Source extract:
The Military Police Inspectorate is reviewing the circumstances of last Friday’s raid on Czech Television. A separate inspection will also be made by the Ministry of Defence. Military police chief Vladimír Ložek has yet to comment on the situation, saying only that he has not received any more detailed information since Friday. General Ložek has been put on temporary leave by Defence Minister Alexandr Vondra, who says the raid was handled inappropriately. Offices of Czech Television were stormed on Friday by heavily armed army commandos searching for a military intelligence file that one a reporter had acquired. Czech Television said it was filing a criminal complaint against the military police for abuse of authority and has demanded the immediate return of all confiscated computers, notebooks and phone numbers confiscated in the raid.
Police are continuing to assess video recordings of a clash between ultra-rightwing supporters and their opponents in the town of Nový Bydžov on Saturday, and say more people may be charged. 13 right-wing extremists have so far been charged with riotous conduct in connection with an injured Roma man. Over 500 demonstrators had gathered at the event to express their views for and against the town’s policy in dealing with problematic inhabitants, mainly Romanies.

(Point-per-instance localization data)
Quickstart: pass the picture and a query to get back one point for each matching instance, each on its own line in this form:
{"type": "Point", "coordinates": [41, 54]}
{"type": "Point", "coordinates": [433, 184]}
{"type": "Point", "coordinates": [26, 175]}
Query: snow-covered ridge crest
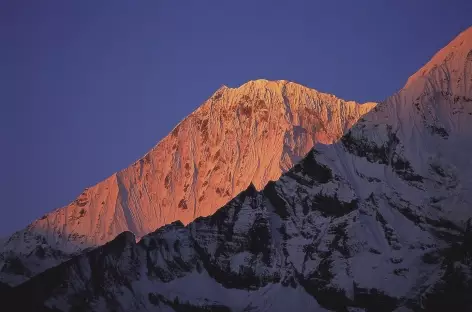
{"type": "Point", "coordinates": [380, 220]}
{"type": "Point", "coordinates": [249, 134]}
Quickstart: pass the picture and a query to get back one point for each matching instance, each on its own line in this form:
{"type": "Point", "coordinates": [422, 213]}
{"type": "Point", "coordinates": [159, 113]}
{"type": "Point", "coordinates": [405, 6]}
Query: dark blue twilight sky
{"type": "Point", "coordinates": [87, 87]}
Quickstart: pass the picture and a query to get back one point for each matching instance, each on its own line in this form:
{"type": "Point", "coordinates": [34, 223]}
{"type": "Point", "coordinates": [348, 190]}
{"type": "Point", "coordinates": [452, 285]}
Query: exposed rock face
{"type": "Point", "coordinates": [379, 221]}
{"type": "Point", "coordinates": [249, 134]}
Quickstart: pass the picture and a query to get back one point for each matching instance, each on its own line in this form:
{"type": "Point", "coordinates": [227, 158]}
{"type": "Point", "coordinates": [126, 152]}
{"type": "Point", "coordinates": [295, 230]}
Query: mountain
{"type": "Point", "coordinates": [379, 221]}
{"type": "Point", "coordinates": [249, 134]}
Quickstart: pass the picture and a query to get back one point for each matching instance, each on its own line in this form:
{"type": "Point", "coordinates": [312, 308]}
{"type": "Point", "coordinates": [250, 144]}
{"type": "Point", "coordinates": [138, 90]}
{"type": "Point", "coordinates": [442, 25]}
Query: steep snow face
{"type": "Point", "coordinates": [379, 221]}
{"type": "Point", "coordinates": [249, 134]}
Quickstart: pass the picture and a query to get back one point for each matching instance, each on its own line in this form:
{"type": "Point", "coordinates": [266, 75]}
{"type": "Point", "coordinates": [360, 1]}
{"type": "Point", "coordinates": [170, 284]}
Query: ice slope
{"type": "Point", "coordinates": [379, 221]}
{"type": "Point", "coordinates": [239, 136]}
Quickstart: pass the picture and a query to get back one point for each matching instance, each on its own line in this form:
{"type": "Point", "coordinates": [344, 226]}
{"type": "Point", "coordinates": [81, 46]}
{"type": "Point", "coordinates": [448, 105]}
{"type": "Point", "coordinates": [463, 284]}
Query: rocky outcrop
{"type": "Point", "coordinates": [249, 134]}
{"type": "Point", "coordinates": [379, 221]}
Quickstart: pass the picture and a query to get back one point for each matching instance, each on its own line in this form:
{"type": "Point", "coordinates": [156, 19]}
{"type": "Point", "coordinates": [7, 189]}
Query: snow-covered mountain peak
{"type": "Point", "coordinates": [379, 220]}
{"type": "Point", "coordinates": [250, 134]}
{"type": "Point", "coordinates": [449, 68]}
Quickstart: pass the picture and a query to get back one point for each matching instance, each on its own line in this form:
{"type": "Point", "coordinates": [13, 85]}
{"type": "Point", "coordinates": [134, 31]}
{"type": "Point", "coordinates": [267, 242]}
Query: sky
{"type": "Point", "coordinates": [88, 87]}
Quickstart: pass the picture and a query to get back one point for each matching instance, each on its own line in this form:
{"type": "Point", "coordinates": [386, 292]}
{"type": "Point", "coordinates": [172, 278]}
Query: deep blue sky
{"type": "Point", "coordinates": [87, 87]}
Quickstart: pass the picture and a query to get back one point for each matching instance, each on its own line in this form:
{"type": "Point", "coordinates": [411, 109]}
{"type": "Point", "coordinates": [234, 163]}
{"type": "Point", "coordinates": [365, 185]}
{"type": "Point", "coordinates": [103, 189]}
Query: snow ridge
{"type": "Point", "coordinates": [239, 136]}
{"type": "Point", "coordinates": [381, 220]}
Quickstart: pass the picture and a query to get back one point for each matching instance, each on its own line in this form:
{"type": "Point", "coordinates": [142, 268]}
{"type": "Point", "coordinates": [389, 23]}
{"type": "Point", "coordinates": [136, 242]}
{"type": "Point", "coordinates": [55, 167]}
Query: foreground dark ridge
{"type": "Point", "coordinates": [239, 136]}
{"type": "Point", "coordinates": [379, 221]}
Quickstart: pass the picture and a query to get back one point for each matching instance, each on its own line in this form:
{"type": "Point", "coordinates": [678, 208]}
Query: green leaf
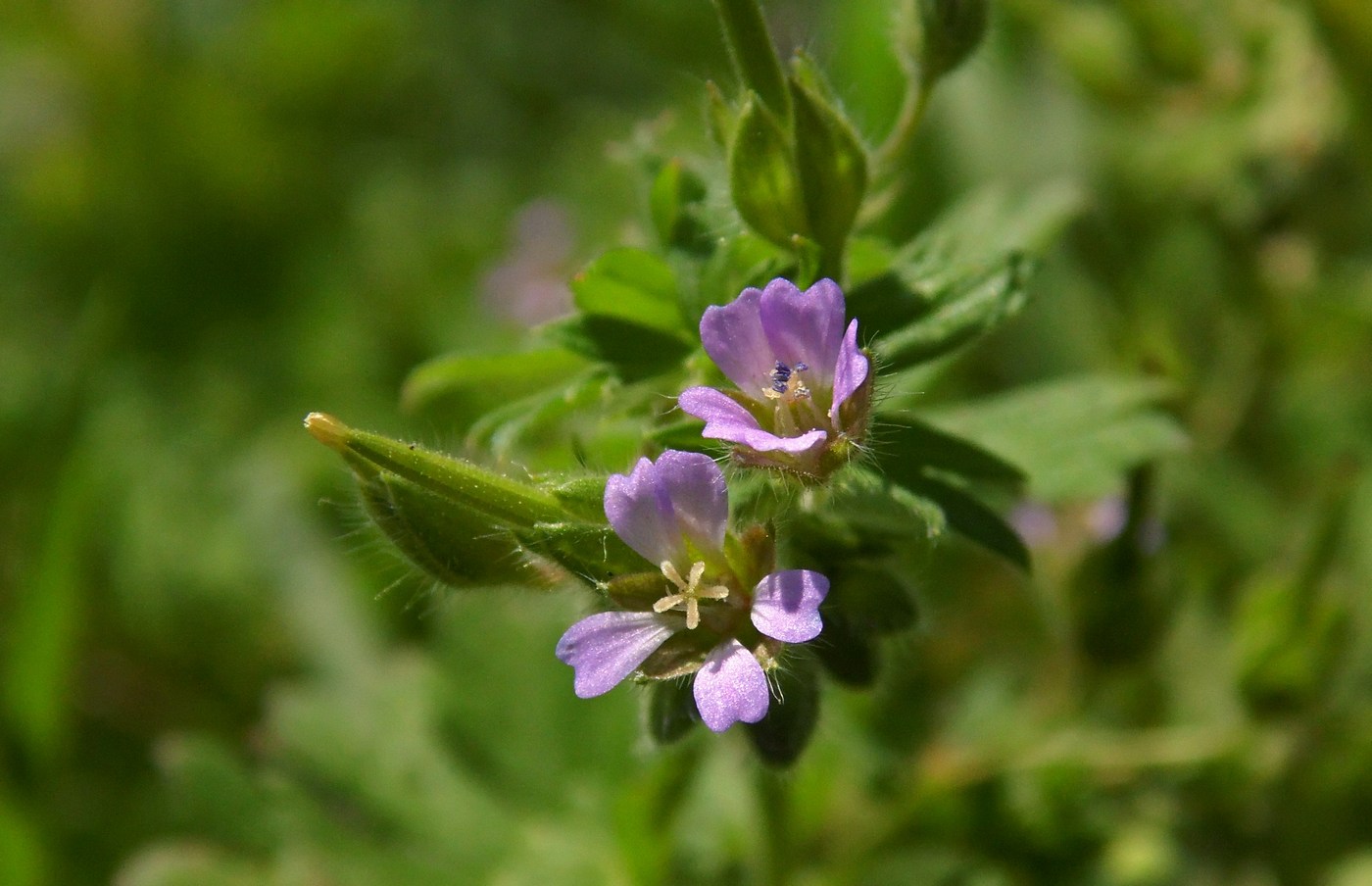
{"type": "Point", "coordinates": [971, 518]}
{"type": "Point", "coordinates": [631, 350]}
{"type": "Point", "coordinates": [633, 285]}
{"type": "Point", "coordinates": [674, 202]}
{"type": "Point", "coordinates": [978, 251]}
{"type": "Point", "coordinates": [950, 30]}
{"type": "Point", "coordinates": [486, 374]}
{"type": "Point", "coordinates": [448, 541]}
{"type": "Point", "coordinates": [969, 315]}
{"type": "Point", "coordinates": [833, 172]}
{"type": "Point", "coordinates": [763, 178]}
{"type": "Point", "coordinates": [908, 445]}
{"type": "Point", "coordinates": [1076, 436]}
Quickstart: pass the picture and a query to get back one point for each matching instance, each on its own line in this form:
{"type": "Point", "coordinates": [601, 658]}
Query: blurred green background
{"type": "Point", "coordinates": [216, 217]}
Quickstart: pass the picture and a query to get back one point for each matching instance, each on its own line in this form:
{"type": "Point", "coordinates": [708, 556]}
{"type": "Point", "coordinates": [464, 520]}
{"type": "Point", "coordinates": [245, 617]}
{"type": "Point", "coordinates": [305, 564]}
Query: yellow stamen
{"type": "Point", "coordinates": [690, 591]}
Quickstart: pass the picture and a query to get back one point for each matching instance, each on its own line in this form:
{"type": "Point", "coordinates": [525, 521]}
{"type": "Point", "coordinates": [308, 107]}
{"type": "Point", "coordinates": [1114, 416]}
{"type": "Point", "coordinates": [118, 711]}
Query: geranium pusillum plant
{"type": "Point", "coordinates": [803, 385]}
{"type": "Point", "coordinates": [710, 607]}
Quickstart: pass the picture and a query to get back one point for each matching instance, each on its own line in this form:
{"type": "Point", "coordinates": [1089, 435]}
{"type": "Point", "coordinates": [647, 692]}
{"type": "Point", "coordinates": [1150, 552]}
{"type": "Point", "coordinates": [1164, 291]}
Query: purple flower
{"type": "Point", "coordinates": [803, 383]}
{"type": "Point", "coordinates": [675, 514]}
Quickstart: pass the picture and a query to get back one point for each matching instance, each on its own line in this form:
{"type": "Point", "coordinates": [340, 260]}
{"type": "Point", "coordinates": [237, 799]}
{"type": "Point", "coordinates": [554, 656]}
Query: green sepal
{"type": "Point", "coordinates": [631, 350]}
{"type": "Point", "coordinates": [681, 655]}
{"type": "Point", "coordinates": [633, 285]}
{"type": "Point", "coordinates": [501, 500]}
{"type": "Point", "coordinates": [589, 550]}
{"type": "Point", "coordinates": [671, 711]}
{"type": "Point", "coordinates": [763, 178]}
{"type": "Point", "coordinates": [785, 731]}
{"type": "Point", "coordinates": [720, 116]}
{"type": "Point", "coordinates": [582, 497]}
{"type": "Point", "coordinates": [448, 541]}
{"type": "Point", "coordinates": [674, 203]}
{"type": "Point", "coordinates": [832, 164]}
{"type": "Point", "coordinates": [754, 54]}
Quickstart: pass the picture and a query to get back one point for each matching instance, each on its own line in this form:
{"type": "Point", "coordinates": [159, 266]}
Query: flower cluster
{"type": "Point", "coordinates": [675, 514]}
{"type": "Point", "coordinates": [802, 401]}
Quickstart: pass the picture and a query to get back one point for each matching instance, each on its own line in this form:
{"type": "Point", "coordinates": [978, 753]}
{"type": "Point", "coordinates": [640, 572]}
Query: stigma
{"type": "Point", "coordinates": [689, 591]}
{"type": "Point", "coordinates": [786, 383]}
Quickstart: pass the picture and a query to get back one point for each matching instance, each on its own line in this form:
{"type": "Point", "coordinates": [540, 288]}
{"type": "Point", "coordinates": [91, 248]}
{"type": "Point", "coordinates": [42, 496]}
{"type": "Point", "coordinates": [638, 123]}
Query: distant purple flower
{"type": "Point", "coordinates": [796, 368]}
{"type": "Point", "coordinates": [675, 514]}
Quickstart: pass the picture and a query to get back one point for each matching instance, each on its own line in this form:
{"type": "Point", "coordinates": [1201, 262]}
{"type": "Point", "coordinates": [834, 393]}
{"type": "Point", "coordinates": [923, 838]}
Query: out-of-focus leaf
{"type": "Point", "coordinates": [489, 374]}
{"type": "Point", "coordinates": [782, 734]}
{"type": "Point", "coordinates": [754, 54]}
{"type": "Point", "coordinates": [21, 854]}
{"type": "Point", "coordinates": [43, 628]}
{"type": "Point", "coordinates": [672, 203]}
{"type": "Point", "coordinates": [589, 550]}
{"type": "Point", "coordinates": [633, 350]}
{"type": "Point", "coordinates": [761, 177]}
{"type": "Point", "coordinates": [971, 518]}
{"type": "Point", "coordinates": [671, 711]}
{"type": "Point", "coordinates": [1076, 436]}
{"type": "Point", "coordinates": [833, 173]}
{"type": "Point", "coordinates": [980, 251]}
{"type": "Point", "coordinates": [448, 541]}
{"type": "Point", "coordinates": [633, 285]}
{"type": "Point", "coordinates": [978, 309]}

Activities:
1) Answer these from the news brief:
(a) Who put General Ložek on temporary leave?
(b) How many right-wing extremists have been charged with riotous conduct so far?
(c) How many demonstrators gathered at the event in Nový Bydžov?
2) Repeat the news brief word for word, everything from "Police are continuing" down to "inhabitants, mainly Romanies.".

Solutions per task:
1)
(a) Defence Minister Alexandr Vondra
(b) 13
(c) Over 500

2)
Police are continuing to assess video recordings of a clash between ultra-rightwing supporters and their opponents in the town of Nový Bydžov on Saturday, and say more people may be charged. 13 right-wing extremists have so far been charged with riotous conduct in connection with an injured Roma man. Over 500 demonstrators had gathered at the event to express their views for and against the town’s policy in dealing with problematic inhabitants, mainly Romanies.